Rewrite the juice-fast article from "Those Juice Fasts" to "going with this?)", putting "machine" in place of "robot".

[Document extract]

------------------------------

Those Juice Fasts Are Not Exactly Healthy
4/11/08 at 2:30 PM

CaptionPhoto: istockphoto
Within 36 foodless hours, I had developed a sense of otherness and—okay, maybe I was bit delirious—a vague sort of superiority. I was a juice supremacist, an ascetic robot capable of survival, food or no food. Every whiff of emotion, every physical sensation could be correlated to the cleanse: Is this stuff making my hands cold? Is it making me tired? Sad? Irritable? Me! Me! Me! (See where I'm going with this?)
On Thursday, well past a work deadline and desperately in need of a chocolate chip cookie to temper my temper, I pondered food obsessively. Alone on my couch that night, picturing all my solids-eating friends out in the world chewing themselves into oblivion, I allowed myself one of the semisanctioned “cheats” on Blueprint's list: a measly cup of brown rice, which made me feel both absurdly guilty and utterly uncomforted.
People who sell juice fasts insist that "1500 calories of juice is better than 1500 calories of bagels." Doctors, however, disagree. Why? Even though this writer's daily juice regimen consisted of 1700 calories — including an unsettling 10 pounds of kale, spinach, romaine, celery, and cucumber (maybe that's why some of these cost $175 a day?) — she lost six pounds in five days. Doesn't sound healthy, does it? She became so gung-ho about the regimen she decided launch into a ten day plan. Eventually she developed a respiratory infection. And then shingles. Yes, adult chicken pox. “I'm not saying that going on a juice cleanse gave you shingles, but did it give you enough zinc? How about magnesium?” her doctor said. But she was getting rid of toxins! The toxins!

------------------------------

[Entries provided]
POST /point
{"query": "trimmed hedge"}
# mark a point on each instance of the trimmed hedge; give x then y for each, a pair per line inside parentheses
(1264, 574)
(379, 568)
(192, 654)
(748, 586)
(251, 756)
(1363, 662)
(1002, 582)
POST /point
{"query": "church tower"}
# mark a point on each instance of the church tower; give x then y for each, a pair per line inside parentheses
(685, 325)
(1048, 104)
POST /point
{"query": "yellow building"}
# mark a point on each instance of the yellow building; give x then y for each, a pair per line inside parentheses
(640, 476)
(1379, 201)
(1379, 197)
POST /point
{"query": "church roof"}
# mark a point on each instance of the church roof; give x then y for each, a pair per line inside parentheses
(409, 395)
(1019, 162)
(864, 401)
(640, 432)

------------------------------

[Output]
Those Juice Fasts Are Not Exactly Healthy
4/11/08 at 2:30 PM

CaptionPhoto: istockphoto
Within 36 foodless hours, I had developed a sense of otherness and—okay, maybe I was bit delirious—a vague sort of superiority. I was a juice supremacist, an ascetic machine capable of survival, food or no food. Every whiff of emotion, every physical sensation could be correlated to the cleanse: Is this stuff making my hands cold? Is it making me tired? Sad? Irritable? Me! Me! Me! (See where I'm going with this?)